[Records supplied — start]

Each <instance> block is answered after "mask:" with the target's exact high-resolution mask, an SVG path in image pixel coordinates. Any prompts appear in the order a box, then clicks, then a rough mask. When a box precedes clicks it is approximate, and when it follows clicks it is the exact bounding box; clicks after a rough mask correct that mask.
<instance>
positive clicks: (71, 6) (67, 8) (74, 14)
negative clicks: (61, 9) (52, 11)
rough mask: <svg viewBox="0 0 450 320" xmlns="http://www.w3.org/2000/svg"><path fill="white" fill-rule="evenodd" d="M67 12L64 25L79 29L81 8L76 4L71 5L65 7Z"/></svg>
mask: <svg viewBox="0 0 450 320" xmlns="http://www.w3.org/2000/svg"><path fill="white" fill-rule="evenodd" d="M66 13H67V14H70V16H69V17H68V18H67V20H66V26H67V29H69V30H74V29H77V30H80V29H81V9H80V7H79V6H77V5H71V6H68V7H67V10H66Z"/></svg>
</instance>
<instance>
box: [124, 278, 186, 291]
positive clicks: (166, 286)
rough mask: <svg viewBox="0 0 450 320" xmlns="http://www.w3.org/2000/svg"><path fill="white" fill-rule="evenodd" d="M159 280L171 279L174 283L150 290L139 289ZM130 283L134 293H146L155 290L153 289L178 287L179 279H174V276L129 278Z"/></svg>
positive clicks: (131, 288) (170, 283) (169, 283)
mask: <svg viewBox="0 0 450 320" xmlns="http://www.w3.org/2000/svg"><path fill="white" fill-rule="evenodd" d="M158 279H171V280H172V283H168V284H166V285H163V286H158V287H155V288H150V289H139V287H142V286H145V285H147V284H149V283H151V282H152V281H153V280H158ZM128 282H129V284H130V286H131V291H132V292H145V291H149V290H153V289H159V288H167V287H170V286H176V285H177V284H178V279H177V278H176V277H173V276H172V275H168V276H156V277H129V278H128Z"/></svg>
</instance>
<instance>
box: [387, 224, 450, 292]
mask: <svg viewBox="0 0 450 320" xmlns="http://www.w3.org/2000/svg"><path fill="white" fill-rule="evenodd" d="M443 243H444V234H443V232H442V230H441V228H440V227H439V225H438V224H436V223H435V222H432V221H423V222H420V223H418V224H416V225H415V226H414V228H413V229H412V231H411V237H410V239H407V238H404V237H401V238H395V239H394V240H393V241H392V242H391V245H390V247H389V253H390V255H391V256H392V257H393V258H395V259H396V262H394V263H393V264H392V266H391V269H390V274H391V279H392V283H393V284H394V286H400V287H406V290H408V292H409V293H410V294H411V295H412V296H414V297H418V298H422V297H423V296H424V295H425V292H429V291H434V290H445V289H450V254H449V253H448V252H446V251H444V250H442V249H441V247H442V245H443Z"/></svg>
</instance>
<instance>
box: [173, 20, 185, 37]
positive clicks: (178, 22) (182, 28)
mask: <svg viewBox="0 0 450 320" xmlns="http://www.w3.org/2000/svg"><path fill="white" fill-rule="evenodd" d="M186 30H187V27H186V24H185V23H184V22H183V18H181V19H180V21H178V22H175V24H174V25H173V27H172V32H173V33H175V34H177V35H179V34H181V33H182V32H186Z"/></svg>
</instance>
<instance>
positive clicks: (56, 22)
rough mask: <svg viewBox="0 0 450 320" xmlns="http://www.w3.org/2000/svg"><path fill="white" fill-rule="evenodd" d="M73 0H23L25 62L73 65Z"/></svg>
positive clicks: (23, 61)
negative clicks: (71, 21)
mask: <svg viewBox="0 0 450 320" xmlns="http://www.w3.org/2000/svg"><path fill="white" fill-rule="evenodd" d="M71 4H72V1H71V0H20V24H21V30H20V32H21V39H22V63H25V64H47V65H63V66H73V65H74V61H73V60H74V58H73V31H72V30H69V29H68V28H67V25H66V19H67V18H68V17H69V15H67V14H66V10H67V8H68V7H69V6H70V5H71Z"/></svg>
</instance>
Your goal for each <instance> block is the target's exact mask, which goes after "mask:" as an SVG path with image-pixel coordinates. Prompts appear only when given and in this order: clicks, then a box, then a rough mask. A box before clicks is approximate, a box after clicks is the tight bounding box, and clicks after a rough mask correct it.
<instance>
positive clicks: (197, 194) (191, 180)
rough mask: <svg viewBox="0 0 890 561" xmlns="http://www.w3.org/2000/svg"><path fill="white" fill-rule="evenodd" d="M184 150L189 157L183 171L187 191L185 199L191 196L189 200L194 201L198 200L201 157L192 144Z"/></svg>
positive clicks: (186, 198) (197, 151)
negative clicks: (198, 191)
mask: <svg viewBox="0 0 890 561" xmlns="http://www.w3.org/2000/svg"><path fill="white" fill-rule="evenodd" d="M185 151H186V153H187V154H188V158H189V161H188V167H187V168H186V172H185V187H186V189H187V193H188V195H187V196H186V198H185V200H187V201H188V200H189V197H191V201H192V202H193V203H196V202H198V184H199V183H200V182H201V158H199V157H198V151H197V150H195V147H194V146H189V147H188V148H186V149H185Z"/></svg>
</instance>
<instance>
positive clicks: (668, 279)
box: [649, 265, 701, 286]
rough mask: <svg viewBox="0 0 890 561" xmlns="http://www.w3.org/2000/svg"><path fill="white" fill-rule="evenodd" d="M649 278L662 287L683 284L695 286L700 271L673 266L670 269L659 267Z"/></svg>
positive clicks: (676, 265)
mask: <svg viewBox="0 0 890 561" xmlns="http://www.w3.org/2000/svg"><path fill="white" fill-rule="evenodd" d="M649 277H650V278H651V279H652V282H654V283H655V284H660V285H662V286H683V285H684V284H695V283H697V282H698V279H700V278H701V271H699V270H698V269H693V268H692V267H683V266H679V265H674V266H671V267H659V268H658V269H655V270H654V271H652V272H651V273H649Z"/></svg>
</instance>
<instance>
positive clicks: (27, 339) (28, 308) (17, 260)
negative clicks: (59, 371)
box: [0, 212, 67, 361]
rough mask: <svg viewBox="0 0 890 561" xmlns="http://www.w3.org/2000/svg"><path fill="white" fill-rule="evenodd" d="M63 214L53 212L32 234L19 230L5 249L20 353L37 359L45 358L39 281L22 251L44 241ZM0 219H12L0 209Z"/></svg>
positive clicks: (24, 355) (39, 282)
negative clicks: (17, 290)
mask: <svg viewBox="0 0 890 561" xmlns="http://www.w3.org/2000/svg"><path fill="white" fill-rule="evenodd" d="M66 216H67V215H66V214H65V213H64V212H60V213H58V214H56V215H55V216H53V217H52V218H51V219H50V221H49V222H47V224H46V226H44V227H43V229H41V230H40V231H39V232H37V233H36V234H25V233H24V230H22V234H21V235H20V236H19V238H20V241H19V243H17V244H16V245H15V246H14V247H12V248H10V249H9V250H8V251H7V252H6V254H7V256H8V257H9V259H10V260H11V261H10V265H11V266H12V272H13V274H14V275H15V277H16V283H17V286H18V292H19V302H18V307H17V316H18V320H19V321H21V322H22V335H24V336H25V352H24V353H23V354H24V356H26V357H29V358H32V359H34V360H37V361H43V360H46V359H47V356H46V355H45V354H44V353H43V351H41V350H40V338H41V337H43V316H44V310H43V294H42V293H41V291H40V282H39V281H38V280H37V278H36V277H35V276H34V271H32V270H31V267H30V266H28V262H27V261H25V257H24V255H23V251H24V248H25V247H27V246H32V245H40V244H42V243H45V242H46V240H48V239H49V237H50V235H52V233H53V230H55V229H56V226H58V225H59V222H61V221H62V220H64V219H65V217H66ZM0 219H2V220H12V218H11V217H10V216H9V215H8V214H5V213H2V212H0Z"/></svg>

[Records supplied — finish]

### What is expected
State how many lines of the items above contain the word "negative", giving only the number.

### Answer to this problem
5